Thursday 31 January 2013

Sheesh! Handy Items, Handaxes. Or Maybe Not. Beyene et al. and the oldest Acheulean at Konso, Ethiopia

From: "The characteristics and chronology of the earliest Acheulean at Konso, Ethiopia," by Yonas Beyene et al.
PNAS, published online before print January 28, 2013, doi: 10.1073/pnas.1221285110

I hafta hand it to the early stone age archaeologists and their enablers. They persist in identifying artifacts such as the one shown above as "tools" [in this case a hand axe] without ever having demonstrated that these artifacts were used as tools. It's the conventional wisdom. Who can blame them? The latest voodoo archaeology comes to us from the pages of PNAS, in an article claiming the earliest Acheulean assemblages ever discovered---1.75 Ma! That's a fab result on the dating side, but not so much on the artifact typology side. [You might have expected me to say as much.]
     In the case of the unit shown above, it's a wee bit of a reach to call this a 'hand' axe. It might better be described as a two-handed axe or, perhaps, a two-fisted axe. Or, better still: a mangler. It's on the large side, it seems to me, to have been used one-handed. Most of the other so-called hand axes illustrated in the Bayene et al. article are similarly size grande, as are the so-called cleavers and picks. The image below is a montage that I made from three of Beyene et al.'s figures. I've adjusted their sizes to present them at the same scale [plus or minus my ability to observe when the red smudges lined up in the three photographs]. I've also oriented them with what I infer is the distal [or bulb of percussion] end of the original flake at the bottom.

Dataset content>

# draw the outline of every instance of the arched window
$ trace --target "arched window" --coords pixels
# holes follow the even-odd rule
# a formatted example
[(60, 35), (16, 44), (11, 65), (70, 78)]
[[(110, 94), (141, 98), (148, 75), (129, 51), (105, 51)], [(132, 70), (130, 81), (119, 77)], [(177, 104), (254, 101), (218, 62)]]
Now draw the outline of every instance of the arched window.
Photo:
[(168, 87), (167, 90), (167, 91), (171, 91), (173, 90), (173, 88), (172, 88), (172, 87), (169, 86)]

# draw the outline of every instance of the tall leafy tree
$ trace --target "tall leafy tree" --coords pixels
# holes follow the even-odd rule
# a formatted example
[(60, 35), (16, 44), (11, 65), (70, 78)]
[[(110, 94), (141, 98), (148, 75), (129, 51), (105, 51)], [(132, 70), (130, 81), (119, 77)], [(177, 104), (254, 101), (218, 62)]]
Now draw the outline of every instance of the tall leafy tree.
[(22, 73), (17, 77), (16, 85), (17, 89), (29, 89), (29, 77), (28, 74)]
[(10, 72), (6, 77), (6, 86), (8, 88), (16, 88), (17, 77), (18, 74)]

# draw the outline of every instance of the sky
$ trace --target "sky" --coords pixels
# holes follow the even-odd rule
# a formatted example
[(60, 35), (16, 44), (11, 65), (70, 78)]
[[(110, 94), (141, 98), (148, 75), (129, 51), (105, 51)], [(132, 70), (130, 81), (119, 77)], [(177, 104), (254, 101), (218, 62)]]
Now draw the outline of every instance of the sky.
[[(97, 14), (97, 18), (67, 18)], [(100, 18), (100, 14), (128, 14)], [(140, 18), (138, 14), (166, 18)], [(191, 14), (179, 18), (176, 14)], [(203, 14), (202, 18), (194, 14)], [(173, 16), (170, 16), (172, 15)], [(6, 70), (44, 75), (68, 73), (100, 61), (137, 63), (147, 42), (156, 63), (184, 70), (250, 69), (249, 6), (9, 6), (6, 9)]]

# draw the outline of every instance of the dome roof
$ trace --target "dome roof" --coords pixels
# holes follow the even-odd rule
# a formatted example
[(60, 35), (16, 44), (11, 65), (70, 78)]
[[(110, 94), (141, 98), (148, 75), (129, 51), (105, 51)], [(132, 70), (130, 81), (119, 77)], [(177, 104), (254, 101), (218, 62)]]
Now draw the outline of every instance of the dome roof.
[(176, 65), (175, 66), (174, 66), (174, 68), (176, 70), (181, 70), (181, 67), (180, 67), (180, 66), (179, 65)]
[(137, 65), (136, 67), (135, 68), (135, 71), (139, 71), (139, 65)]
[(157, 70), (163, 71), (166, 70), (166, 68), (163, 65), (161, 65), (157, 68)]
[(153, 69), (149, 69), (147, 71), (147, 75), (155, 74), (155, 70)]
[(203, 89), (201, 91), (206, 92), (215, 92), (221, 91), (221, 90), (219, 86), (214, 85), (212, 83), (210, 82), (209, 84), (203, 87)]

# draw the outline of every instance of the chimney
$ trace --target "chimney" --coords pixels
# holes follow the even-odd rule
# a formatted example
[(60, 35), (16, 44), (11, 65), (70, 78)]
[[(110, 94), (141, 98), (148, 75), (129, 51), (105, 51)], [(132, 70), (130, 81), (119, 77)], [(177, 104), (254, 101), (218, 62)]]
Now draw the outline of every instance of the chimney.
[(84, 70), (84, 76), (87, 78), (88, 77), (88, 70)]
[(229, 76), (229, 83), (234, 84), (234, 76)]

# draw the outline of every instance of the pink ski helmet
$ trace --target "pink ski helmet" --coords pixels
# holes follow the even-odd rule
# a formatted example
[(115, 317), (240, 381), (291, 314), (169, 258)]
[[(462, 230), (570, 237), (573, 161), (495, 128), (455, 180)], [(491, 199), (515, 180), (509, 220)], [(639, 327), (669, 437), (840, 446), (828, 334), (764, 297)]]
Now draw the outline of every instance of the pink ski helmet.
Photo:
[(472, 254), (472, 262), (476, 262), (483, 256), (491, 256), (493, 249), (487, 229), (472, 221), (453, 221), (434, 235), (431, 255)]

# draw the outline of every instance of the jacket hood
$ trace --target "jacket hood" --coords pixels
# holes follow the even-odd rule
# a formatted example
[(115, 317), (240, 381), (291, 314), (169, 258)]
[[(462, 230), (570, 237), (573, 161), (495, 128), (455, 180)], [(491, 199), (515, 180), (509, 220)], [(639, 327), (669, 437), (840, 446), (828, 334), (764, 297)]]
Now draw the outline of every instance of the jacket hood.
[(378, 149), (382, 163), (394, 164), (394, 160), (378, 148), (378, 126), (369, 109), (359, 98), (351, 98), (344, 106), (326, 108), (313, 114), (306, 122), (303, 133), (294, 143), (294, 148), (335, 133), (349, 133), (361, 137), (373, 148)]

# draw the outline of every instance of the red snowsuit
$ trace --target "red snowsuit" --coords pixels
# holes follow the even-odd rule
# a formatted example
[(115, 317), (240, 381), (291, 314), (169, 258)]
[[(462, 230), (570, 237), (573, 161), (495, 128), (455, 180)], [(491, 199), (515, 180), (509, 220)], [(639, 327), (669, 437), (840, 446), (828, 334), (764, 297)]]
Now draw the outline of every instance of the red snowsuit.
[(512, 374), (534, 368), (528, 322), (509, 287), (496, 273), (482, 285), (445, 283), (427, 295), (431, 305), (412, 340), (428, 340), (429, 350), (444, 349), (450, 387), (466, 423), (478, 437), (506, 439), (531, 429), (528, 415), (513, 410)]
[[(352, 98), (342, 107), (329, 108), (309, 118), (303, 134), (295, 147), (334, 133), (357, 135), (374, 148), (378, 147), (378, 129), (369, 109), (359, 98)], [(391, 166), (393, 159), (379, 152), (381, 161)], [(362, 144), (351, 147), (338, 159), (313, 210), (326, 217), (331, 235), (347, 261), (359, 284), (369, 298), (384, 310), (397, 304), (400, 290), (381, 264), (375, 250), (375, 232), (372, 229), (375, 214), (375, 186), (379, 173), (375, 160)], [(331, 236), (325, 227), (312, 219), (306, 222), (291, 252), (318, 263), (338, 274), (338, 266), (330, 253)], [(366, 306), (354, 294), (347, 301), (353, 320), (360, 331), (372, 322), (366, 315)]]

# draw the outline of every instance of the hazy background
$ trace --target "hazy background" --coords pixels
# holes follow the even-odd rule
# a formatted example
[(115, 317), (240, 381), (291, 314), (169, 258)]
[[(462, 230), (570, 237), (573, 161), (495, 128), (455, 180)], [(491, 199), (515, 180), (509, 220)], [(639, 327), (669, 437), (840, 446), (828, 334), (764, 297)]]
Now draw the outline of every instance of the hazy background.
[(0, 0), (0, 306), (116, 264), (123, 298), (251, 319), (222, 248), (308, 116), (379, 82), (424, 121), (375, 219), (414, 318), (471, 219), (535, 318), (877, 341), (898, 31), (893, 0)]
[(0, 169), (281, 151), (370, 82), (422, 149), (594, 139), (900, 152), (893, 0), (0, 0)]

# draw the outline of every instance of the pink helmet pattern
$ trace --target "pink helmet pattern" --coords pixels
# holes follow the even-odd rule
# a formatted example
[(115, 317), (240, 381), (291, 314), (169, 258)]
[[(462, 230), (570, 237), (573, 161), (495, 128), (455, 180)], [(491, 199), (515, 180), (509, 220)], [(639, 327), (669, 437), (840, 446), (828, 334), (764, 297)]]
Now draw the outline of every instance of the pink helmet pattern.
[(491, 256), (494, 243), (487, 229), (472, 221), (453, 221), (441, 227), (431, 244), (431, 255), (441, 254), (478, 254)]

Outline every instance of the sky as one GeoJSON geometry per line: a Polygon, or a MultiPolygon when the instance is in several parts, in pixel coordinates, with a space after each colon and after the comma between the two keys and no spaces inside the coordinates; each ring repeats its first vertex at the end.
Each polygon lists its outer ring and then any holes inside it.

Written problem 1> According to the blog post, what age is claimed for the earliest Acheulean assemblages at Konso?
Written problem 2> List every alternative name the blog post suggests for the artifact its author doubts should be called a hand axe.

Task response 1> 1.75 Ma

Task response 2> a two-handed axe, a two-fisted axe, a mangler